**Tareas propuestas:**
- a) Copia textualmente del texto sobre el concilio el fragmento que empieza con las palabras "Dado en Roma" y termina con "otras letras Apostólicas.".
- b) Reescribe completas las líneas de los registros que van desde la que contiene "Annotation task — pin every instance of the harbor" hasta el final de los registros, ambas incluidas. Multiplica por 1,75 las coordenadas de las respuestas y redondea al entero más cercano (las mitades hacia arriba), sin cambiar nada más.

**Texto proporcionado:**
####################
Dado en Roma en san Pedro, en 22 de mayo del año de la Encarnación del Señor 1542
PAULO OBISPO, siervo de los
siervos de Dios: para perpetua memoria. Expresado en otras letras Apostólicas.
Nos vimos en consequencia necesitados a buscar otro lugar, y señalar otra
ciudad, que no ocurriéndonos por el pronto oportuna ni proporcionada, nos
hallamos en la precisión de prorrogar la celebración del concilio hasta el
primer día de noviembre. Entretanto nuestro cruel y perpetuo enemigo el Turco,
invadió la Italia con una grande y numerosa esquadra; tomó, destruyó y saqueó
algunos lugares en las costas de la Pulla, y se llevó cautivas muchas personas.
Nos estuvimos ocupados, en medio del grande temor y peligro de todos, en
fortificar nuestras costas, y ayudar con nuestros socorros a los comarcanos, sin
dexar no obstante de aconsejar entretanto, ni de exortar los Príncipes
Cristianos a que nos manifestasen sus dictámenes acerca del lugar que tuviesen
por oportuno para celebrar el concilio. Mas siendo varios y dudosos sus
pareceres, y creyendo Nos que se dilataba el tiempo más de lo que pedían las
circunstancias; con muy buen deseo, y a nuestro parecer también con muy
prudente resolución, eligimos a Vincencia, ciudad abundante, y que además de
tener la entrada franca, gozaba de una situación enteramente libre y segura
para todos, mediante la probidad, crédito y poder de los Venecianos, que nos la
concedían. Pero habiéndose adelantado el tiempo mucho, y siendo necesario
avisar a todos la elección de la nueva ciudad; y no siendo posible por la
proximidad del primer día de noviembre, que se divulgase la noticia de la que
se había asignado, y estando también cerca del invierno; nos vimos otra vez
necesitados a diferir con nueva prorroga el tiempo del concilio hasta la
primavera próxima, y día primero del siguiente mes de mayo. Tomada y resuelta
firmemente esta determinación, habiendonos preparado, así como todas las demás
cosas, para tener y celebrar exactamente con el auxilio de Dios el concilio;
creyendo que era muy conducente, así para su celebración, como para toda la
cristiandad, que los Príncipes cristianos tuviesen entre sí paz y concordia;
insistimos en rogar y suplicar a nuestros carísimos hijos en Cristo, Carlos
Emperador de Romanos siempre Augusto, y Francisco rey Christianísimo, ambos
columnas y apoyos principales del nombre cristiano, que concurriesen a un
coloquio entre sí, y con Nos: en efecto con ambos habíamos procurado muchísimas
veces por medio de cartas, Nuncios y Legados nuestros a latere, escogidos entre
nuestros venerables hermanos los Cardenales, que se dignasen pasar de las
enemistades y discordias que tenían a una piadosa alianza y amistad, y
prestasen su auxilio a los negocios de la cristiandad que se arruinaban; pues
teniendo ellos el poder principal concedido por Dios para conservarlos, tendrían
que dar rígida y severa cuenta al mismo Dios, si no lo hiciesen, ni dirigiesen
sus designios al bien común de la cristiandad. Por fin movidos los dos de
nuestras súplicas, concurrieron a Niza, a donde Nos también emprendimos un
viaje largo y muy, penoso en nuestra anciana edad, llevados de la causa de Dios,
y del restablecimiento de la paz: sin que entretanto omitiésemos, pues se
acercaba el tiempo señalado para principiar el concilio, es a saber, el primer
día de mayo, enviar a Vincencia Legados a latere de suma virtud y autoridad,
del número de nuestros mismos hermanos los Cardenales de la santa Iglesia
Romana, para que hiciesen la abertura del concilio, recibiesen los Prelados que
vendrían de todas partes, y executasen y tratasen las cosas que tuviesen por
necesarias, hasta que volviendo Nos del viage, y conferencias de la paz, pudiésemos
arreglarlo todo con la mayor exactitud. En el tiempo intermedio nos dedicamos a
aquella santa, y en extremo necesaria obra, es a saber, a tratar de la paz entre
los Príncipes; lo que por cierto hicimos con sumo cuidado, y con toda caridad y
esmero de nuestra parte. Testigo nos es Dios, en cuya clemencia confiábamos,
quando nos expusimos a los peligros de la vida y del camino. Testigo nos es
nuestra propia conciencia, que en nada por cierto tiene que reprehendernos, o
por haber omitido, o por no haber buscado los medios de conciliar la paz.
####################
Datos registrados
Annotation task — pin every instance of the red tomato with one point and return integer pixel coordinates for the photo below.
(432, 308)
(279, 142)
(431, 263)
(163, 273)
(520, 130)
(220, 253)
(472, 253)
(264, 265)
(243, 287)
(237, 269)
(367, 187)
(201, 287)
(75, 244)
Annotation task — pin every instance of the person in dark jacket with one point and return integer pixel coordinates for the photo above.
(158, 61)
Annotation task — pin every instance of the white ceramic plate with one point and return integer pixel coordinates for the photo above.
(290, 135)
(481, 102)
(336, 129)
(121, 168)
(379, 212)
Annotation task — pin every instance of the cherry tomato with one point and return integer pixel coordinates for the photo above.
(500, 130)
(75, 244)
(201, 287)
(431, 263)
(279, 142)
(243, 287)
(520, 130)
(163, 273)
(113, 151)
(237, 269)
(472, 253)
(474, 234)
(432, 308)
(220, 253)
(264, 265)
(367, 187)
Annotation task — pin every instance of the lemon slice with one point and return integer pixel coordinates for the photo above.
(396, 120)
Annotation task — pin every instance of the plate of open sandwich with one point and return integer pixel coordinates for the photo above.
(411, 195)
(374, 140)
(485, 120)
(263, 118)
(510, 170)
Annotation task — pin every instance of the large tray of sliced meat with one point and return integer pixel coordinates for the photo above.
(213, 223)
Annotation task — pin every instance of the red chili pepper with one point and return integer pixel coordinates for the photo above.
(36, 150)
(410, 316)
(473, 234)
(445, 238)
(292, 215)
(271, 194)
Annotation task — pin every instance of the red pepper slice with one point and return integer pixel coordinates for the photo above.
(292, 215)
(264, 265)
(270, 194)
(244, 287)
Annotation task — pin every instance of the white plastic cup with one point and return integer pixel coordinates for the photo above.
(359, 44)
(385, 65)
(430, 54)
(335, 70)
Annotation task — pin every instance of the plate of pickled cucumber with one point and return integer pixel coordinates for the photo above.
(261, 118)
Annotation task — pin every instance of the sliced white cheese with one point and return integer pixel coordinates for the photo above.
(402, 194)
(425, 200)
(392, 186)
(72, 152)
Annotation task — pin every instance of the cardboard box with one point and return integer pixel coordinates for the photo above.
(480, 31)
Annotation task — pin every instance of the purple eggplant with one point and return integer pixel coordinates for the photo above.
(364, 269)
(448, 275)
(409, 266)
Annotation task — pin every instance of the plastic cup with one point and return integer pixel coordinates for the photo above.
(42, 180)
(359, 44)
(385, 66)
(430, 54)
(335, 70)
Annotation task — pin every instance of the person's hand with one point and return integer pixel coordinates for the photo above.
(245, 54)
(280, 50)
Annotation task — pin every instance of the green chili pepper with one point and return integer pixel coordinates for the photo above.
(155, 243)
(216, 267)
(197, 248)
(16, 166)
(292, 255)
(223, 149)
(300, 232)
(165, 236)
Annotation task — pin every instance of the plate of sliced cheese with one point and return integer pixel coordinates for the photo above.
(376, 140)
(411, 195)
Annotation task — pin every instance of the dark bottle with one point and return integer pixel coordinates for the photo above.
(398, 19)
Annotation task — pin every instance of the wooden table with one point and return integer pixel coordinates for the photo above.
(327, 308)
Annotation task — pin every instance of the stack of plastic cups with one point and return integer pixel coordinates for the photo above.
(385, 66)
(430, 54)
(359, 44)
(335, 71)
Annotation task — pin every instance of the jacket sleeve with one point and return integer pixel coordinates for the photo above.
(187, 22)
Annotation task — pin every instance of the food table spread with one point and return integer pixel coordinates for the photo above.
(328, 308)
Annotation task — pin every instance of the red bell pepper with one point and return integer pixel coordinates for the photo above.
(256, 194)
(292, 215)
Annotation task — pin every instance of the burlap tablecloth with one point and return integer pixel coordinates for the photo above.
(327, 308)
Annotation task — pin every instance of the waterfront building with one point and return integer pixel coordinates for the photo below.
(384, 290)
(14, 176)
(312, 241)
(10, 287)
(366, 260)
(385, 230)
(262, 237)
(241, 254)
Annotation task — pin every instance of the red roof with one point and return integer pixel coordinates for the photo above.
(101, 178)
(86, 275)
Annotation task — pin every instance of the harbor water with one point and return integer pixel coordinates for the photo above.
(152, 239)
####################
**Respuestas dadas:**
- a)
Dado en Roma en san Pedro, en 22 de mayo del año de la Encarnación del Señor 1542
PAULO OBISPO, siervo de los
siervos de Dios: para perpetua memoria. Expresado en otras letras Apostólicas.

- b)
Annotation task — pin every instance of the harbor water with one point and return integer pixel coordinates for the photo above.
(266, 418)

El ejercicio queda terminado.